ENUNCIADO 1: Devuelve sin cambios el pasaje del texto sobre la industria musical que comienza en las palabras que contienen "Se está marchando" y termina después de "queda el directo.".
ENUNCIADO 2: Según el texto sobre la industria musical, ¿qué anuncian con alegría las últimas estadísticas?

FRAGMENTO DEL DOCUMENTO:
***
Una megaestrella mundial me confesó un día que no sabía hacer otra cosa que viajar y salir al escenario. Como Dylan. Por eso no paraba. Su vida sin ese ajetreo sería absoluta decadencia. Son de otro mundo aunque también se vayan, salvo de nuestras discotecas.

Se está marchando una de las generaciones más brillantes que ha dado el mundo de la música. Nos quedamos huérfanos de genialidad. Nos saludan productos de laboratorio que se consumen con firma de originalidad, aunque no dejen de ser simples objetos comerciales. Nos queda el directo.

La memoria de muchos de nuestros admirados artistas ya sólo perdurará si la industria los mantiene “vivos” si encuentra negocio. Es lo único importante para el sector. Mejor apostar por el abismo inmediato, obvio y pasajero. Ya casi no existen creativos ni curiosos. Ni salen de caza. No existen apuestas. Tampoco quedan mecenas. Menos aún agentes personales preocupados por el artista y no sólo por la cuenta de resultados.

Las últimas estadísticas anuncian con alegría un ligero repunte del negocio musical. No me lo creo. Será repunte desde el hundimiento, No se trata de una regeneración real sino de una industria en total crisis de ideas que ha ido hundiéndose mientras observaba atónita cómo se modificaba la forma de escuchar y compartir música.

Los nuevos soportes son meros armarios que cada cierto tiempo hay que borrar para abrir espacio; nuestro propio mercadillo de canciones rápidas, consumo inmediato y superficialidad que es en lo que se ha convertido una parte importante del mundo de la música.
***
SECCIÓN DE DATOS:
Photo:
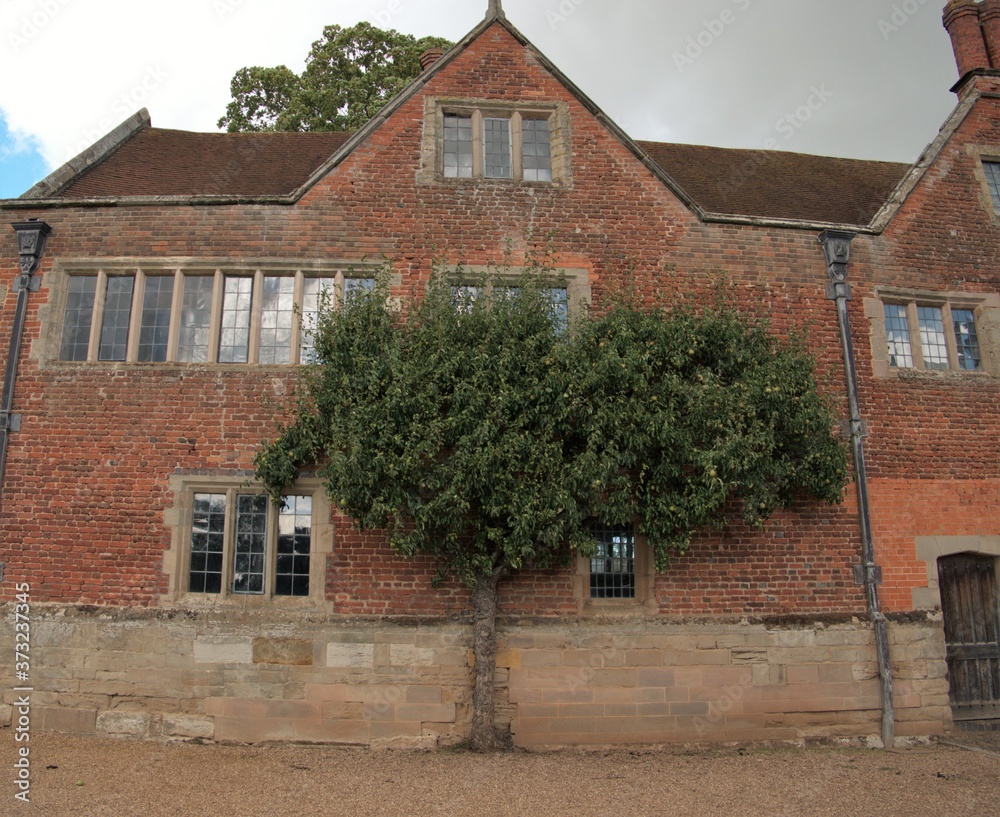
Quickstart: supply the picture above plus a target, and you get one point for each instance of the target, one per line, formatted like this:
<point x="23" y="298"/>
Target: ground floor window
***
RESPUESTA 1:
Se está marchando una de las generaciones más brillantes que ha dado el mundo de la música. Nos quedamos huérfanos de genialidad. Nos saludan productos de laboratorio que se consumen con firma de originalidad, aunque no dejen de ser simples objetos comerciales. Nos queda el directo.

RESPUESTA 2: Un ligero repunte del negocio musical.